Listed records START

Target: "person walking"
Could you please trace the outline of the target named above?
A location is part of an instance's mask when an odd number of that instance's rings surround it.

Listed records END
Listed records START

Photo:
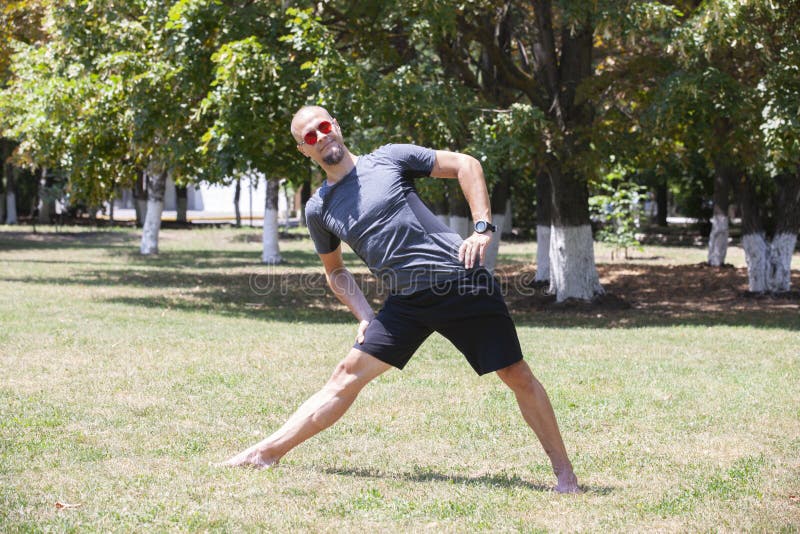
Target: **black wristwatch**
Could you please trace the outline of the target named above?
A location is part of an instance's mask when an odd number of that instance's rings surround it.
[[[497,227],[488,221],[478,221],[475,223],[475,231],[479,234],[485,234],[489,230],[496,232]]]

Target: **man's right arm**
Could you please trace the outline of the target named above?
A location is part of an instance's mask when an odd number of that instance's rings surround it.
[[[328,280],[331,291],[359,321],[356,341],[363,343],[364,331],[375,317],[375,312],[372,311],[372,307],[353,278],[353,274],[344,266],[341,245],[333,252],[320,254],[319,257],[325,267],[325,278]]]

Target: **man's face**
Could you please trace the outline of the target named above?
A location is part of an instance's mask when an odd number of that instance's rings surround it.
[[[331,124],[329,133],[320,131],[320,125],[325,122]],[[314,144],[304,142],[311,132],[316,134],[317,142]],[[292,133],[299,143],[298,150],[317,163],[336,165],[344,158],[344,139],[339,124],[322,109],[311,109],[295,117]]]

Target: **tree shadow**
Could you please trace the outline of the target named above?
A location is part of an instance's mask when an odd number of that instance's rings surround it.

Listed records END
Listed records START

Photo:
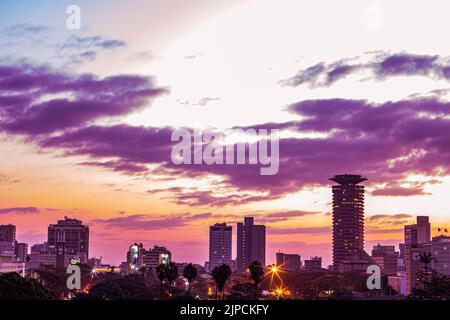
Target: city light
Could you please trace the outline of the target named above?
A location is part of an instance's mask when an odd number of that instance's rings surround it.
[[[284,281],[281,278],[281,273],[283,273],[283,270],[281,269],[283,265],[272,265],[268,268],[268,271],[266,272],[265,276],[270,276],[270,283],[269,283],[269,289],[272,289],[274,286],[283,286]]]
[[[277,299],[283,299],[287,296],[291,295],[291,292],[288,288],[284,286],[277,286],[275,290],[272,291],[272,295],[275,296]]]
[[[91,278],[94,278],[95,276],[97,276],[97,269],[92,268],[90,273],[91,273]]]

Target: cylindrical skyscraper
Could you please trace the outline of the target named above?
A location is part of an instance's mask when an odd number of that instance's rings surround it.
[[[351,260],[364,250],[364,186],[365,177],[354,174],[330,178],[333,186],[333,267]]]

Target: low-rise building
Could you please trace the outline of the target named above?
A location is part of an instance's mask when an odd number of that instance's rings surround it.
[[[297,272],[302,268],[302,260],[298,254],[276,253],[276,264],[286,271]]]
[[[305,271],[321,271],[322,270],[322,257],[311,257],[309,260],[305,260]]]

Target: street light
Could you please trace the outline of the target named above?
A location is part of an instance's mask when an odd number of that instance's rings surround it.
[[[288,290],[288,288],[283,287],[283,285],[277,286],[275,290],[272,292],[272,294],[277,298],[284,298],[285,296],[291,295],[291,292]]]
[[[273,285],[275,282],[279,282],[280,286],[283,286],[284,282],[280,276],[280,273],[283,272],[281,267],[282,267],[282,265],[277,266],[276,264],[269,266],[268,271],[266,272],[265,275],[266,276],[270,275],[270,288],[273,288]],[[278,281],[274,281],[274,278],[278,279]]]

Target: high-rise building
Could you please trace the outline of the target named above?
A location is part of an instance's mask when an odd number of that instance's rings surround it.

Listed records END

● **Work to complete**:
If a line above includes the word "light", count it; then give the final number by itself.

● **Output for this task**:
2